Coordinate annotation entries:
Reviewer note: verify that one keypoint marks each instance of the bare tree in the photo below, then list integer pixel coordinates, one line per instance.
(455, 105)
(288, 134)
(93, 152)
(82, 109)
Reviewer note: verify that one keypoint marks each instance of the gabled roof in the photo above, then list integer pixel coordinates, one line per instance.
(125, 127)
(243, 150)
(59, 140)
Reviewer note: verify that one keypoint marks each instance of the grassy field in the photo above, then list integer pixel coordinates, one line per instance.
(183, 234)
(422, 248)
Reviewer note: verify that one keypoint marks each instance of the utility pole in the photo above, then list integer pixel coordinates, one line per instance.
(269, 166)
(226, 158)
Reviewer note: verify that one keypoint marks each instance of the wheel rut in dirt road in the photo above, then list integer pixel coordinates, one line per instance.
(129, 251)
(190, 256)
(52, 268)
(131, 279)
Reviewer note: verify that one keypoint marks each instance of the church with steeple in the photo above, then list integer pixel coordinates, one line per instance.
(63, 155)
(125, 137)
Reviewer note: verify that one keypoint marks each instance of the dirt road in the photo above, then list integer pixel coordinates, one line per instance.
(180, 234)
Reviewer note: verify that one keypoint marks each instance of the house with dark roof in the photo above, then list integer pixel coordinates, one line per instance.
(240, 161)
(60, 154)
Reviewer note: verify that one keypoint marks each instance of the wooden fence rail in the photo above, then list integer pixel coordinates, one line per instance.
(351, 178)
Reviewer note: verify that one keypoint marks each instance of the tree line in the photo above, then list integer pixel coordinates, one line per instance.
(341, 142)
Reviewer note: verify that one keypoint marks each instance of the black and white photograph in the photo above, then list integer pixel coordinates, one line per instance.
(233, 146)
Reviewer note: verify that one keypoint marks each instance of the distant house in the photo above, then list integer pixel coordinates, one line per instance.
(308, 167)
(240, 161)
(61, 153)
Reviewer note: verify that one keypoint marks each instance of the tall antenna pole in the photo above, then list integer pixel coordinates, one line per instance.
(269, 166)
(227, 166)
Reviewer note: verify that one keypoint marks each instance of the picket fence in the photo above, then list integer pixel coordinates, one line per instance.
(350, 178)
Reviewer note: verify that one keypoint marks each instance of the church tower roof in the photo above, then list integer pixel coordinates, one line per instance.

» **Exercise instructions**: Could you format the material above as a Markdown table with a "Row" column for the row number and an "Entry" column for each line, leaving out blank lines?

» **Answer**:
| Row | Entry |
|---|---|
| 1 | Reviewer note: verify that one keypoint marks each instance of the bare tree in the photo below, then list integer pixel coordinates, one line per instance. |
| 2 | (455, 105) |
| 3 | (288, 134) |
| 4 | (93, 152) |
| 5 | (82, 109) |
| 6 | Reviewer note: verify that one keypoint marks each instance of the gabled roof in the photo above, then list integer pixel coordinates, one line per instance. |
| 7 | (125, 127) |
| 8 | (243, 150) |
| 9 | (59, 140) |
| 10 | Reviewer note: verify that one keypoint marks each instance of the grassy field in the photo above, then list integer pixel coordinates, one line per instance. |
| 11 | (183, 234) |
| 12 | (422, 248) |
| 13 | Reviewer note: verify that one keypoint marks each instance of the utility pole in the photo above, then list integer pixel coordinates, one line per instance. |
| 14 | (269, 166) |
| 15 | (226, 158) |
| 16 | Reviewer note: verify that one keypoint marks each instance of the wheel rut in dirt road in the photo above, then list integer pixel coordinates, one line per instance. |
| 17 | (129, 251) |
| 18 | (190, 256) |
| 19 | (52, 268) |
| 20 | (131, 279) |
| 21 | Reviewer note: verify that one keypoint marks each instance of the church with steeple in the photo above, then list integer pixel coordinates, one line per instance. |
| 22 | (63, 155) |
| 23 | (125, 137) |
| 24 | Reviewer note: verify that one keypoint marks each instance of the dirt road in the photo above, then list integer pixel coordinates, one line per instance. |
| 25 | (180, 234) |
| 26 | Reviewer note: verify that one keypoint marks each instance of the house with dark roof in the photo above, then list integer pixel coordinates, one line per instance. |
| 27 | (240, 161) |
| 28 | (60, 154) |
| 29 | Reviewer note: verify that one keypoint marks each instance of the wooden fence rail in the photo above, then list integer pixel coordinates, one line per instance. |
| 30 | (351, 178) |
| 31 | Reviewer note: verify that one keypoint marks each instance of the tree line in the photo above, then list integer pixel coordinates, one line per instance. |
| 32 | (341, 142) |
| 33 | Reviewer note: verify that one keypoint marks each instance of the black and white photograph in the photo above, then list integer pixel coordinates, one line per instance. |
| 34 | (233, 146) |
| 35 | Reviewer note: verify that one keypoint marks each instance of the distant house in the photo above, then list integer pixel coordinates, one line per instance. |
| 36 | (308, 167) |
| 37 | (240, 161) |
| 38 | (61, 153) |
| 39 | Reviewer note: verify that one keypoint marks each instance of the tall antenna pole in the photo above, then list integer pixel coordinates, one line per instance. |
| 40 | (269, 166) |
| 41 | (227, 166) |
| 42 | Reviewer note: verify that one keypoint marks each instance of the picket fence in the photo above, then list integer pixel coordinates, one line per instance. |
| 43 | (350, 178) |
| 44 | Reviewer note: verify that one keypoint marks each instance of the church tower roof in the photo above, then list integer pixel coordinates, one line per instance. |